= WORK INSTRUCTION 1 =
In the comment on oil forecasts below, what is expected to pull oil prices significantly lower?

PAGE TEXT START

I've collated a few forecasts from various agencies and analysts on today's Drumbeat in this comment.

If there's one underlying theme in those forecasts, it's that there's an acceptance that capacity will remain fairly tight over the next 2 or 3 years (and prices could easily spike due to above-ground factors), but the arrival of substantial new capacity around the start of the next decade will pull oil prices significantly lower.

Making predictions is always fatal, but my own view is that we'll all be sitting here a year from now none the wiser as to when Peak Oil will occur, or indeed whether it has already occurred (I don't believe it has).

I think that as time goes on, TOD members will become less pessimistic about the prospects of a world with non-increasing or diminishing oil supplies, as it becomes apparent that a very significant demand response is possible in the face of higher prices without economic collapse. Analysis by TOD contributors seems to support this. However, that might fly out the window if Jeffrey Brown (Westexas), Ron Patterson (Darwinian), and others are right about Saudi Arabia being in decline right now, with no prospect of various Saudi field developments arresting that decline.

PAGE TEXT END
INPUT DATA START

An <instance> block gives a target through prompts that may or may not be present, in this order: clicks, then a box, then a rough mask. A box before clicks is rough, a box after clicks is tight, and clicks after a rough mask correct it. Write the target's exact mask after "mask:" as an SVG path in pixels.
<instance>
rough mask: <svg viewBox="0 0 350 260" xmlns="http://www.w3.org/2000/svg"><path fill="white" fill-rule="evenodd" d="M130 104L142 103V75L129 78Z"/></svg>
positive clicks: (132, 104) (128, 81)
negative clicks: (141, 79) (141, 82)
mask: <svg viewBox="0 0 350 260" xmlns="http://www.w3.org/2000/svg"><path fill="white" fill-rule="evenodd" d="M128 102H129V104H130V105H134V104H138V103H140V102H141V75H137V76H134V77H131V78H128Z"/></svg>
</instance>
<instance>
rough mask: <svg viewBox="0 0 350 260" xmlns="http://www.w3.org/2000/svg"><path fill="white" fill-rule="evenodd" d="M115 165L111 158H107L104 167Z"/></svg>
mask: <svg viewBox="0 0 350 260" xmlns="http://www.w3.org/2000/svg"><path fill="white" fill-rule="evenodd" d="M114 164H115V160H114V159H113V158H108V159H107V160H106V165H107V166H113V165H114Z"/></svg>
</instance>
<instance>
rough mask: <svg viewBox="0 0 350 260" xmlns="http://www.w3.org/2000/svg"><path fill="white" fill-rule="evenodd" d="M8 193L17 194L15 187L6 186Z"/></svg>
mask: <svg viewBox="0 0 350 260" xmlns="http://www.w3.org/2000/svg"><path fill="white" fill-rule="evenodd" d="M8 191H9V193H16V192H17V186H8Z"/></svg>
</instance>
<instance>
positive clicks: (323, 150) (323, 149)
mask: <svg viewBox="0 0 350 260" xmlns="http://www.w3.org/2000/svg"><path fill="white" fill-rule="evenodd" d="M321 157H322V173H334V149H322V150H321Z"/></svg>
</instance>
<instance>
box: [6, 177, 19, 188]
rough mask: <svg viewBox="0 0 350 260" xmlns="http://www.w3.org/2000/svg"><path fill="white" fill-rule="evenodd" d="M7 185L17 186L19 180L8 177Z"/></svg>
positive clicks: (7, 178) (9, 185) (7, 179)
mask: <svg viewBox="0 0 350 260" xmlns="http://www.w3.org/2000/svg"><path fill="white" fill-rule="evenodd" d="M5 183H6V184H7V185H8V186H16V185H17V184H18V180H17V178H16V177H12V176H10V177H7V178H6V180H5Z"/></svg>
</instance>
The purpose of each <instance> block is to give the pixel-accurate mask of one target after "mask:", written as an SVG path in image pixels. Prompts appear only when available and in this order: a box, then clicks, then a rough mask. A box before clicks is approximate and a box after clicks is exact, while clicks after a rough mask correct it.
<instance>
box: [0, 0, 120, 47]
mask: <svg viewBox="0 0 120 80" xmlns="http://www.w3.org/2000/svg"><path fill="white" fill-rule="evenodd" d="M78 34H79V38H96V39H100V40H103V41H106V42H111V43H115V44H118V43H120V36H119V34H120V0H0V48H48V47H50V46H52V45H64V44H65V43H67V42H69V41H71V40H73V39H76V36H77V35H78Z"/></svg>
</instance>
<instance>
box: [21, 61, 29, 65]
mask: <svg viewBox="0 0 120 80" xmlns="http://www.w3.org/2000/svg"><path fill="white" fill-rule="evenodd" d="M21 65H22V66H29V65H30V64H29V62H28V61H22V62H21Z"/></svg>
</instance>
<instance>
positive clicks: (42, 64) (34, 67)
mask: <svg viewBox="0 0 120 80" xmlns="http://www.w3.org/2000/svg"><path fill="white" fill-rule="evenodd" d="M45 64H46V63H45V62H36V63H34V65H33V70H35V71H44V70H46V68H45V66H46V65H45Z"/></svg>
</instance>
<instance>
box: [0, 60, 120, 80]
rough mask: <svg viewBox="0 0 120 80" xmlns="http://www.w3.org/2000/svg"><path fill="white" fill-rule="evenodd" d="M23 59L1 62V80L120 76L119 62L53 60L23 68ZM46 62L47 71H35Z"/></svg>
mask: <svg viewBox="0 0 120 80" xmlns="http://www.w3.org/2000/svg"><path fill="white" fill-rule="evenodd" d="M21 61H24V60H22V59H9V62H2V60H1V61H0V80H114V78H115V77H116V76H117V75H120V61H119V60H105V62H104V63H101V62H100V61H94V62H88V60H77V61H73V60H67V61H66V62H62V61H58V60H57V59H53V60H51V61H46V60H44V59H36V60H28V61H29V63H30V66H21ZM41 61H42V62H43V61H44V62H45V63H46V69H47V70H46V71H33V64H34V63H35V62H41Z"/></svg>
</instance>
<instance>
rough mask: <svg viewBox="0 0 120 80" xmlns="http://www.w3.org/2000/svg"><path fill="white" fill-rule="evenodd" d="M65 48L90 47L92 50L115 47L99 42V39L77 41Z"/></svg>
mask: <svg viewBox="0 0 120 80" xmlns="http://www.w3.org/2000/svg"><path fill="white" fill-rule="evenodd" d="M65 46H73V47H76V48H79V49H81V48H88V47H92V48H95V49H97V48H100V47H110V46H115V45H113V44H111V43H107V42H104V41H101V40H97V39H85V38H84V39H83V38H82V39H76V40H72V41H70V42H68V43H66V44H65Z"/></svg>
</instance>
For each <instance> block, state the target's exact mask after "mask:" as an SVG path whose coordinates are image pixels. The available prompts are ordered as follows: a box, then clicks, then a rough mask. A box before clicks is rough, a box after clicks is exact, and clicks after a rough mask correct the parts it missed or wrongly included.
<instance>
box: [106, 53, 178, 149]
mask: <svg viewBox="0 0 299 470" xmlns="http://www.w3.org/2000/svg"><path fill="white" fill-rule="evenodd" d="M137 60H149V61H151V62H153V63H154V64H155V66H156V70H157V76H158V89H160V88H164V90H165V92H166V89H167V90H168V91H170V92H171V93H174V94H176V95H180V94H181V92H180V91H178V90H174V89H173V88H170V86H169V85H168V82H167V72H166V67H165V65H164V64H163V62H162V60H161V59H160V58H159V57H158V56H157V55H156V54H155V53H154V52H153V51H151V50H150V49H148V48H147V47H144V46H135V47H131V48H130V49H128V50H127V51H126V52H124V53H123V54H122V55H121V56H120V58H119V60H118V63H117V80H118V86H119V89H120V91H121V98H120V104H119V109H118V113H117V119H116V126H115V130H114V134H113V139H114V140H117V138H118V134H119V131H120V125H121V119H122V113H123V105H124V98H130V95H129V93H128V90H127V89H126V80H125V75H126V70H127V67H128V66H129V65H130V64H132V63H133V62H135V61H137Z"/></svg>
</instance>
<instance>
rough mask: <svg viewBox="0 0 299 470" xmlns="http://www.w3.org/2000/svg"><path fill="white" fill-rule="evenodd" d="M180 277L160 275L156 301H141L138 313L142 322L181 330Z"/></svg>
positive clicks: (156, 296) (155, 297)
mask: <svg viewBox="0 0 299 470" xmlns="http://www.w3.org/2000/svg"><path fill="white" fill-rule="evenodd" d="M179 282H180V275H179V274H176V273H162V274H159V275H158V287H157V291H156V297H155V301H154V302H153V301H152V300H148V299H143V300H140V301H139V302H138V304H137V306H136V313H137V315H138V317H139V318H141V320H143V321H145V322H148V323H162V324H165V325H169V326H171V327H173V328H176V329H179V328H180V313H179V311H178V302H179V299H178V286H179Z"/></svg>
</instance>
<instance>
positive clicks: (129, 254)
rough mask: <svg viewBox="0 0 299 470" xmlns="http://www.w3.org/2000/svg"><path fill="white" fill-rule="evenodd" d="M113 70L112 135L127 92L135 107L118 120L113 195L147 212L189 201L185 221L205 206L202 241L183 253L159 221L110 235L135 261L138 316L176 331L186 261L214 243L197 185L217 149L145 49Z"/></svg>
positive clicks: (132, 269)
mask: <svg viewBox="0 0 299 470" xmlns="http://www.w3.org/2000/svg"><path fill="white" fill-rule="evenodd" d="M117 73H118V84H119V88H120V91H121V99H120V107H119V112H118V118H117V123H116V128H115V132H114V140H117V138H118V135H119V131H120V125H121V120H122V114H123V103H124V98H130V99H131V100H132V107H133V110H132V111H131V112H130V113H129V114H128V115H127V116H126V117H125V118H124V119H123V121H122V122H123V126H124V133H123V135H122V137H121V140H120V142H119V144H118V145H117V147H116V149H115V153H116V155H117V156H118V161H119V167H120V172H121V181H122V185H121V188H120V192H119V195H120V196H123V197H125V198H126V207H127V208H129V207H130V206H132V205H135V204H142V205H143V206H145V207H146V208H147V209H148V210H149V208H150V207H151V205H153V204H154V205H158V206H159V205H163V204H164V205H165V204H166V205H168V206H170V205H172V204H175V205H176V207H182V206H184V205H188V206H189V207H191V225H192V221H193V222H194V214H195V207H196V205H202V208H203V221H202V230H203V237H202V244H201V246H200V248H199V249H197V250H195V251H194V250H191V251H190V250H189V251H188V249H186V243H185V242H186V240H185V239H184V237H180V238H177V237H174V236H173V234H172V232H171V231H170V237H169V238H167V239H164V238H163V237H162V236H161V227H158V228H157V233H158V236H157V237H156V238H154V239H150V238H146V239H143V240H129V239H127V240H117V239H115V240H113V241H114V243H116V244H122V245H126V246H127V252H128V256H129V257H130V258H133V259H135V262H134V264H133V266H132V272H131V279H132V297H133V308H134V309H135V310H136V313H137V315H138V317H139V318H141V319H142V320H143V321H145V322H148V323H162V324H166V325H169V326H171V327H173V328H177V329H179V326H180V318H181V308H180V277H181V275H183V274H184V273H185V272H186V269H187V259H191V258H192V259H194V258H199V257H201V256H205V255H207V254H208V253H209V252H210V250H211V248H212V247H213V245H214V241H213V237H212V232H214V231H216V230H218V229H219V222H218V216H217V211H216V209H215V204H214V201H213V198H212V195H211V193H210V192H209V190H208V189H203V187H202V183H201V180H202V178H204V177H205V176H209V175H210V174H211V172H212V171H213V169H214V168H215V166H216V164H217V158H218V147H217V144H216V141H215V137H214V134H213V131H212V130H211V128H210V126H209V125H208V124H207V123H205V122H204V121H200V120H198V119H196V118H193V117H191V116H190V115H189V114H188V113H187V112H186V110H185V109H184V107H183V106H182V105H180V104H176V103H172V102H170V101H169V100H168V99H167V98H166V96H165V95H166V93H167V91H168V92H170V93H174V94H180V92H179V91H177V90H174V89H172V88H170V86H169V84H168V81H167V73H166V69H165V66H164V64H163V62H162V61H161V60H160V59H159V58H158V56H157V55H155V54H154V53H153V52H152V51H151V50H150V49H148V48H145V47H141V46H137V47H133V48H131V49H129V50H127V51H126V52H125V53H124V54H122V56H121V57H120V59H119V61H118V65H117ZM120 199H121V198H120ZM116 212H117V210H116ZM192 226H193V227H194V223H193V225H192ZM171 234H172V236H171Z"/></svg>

INPUT DATA END

= WORK INSTRUCTION 2 =
Which lines of the records above contain the word "positive"? Copy each of them in full.

= ANSWER AREA 1 =
The arrival of substantial new capacity around the start of the next decade.

= ANSWER AREA 2 =
positive clicks: (132, 104) (128, 81)
positive clicks: (323, 150) (323, 149)
positive clicks: (7, 178) (9, 185) (7, 179)
positive clicks: (42, 64) (34, 67)
positive clicks: (156, 296) (155, 297)
positive clicks: (129, 254)
positive clicks: (132, 269)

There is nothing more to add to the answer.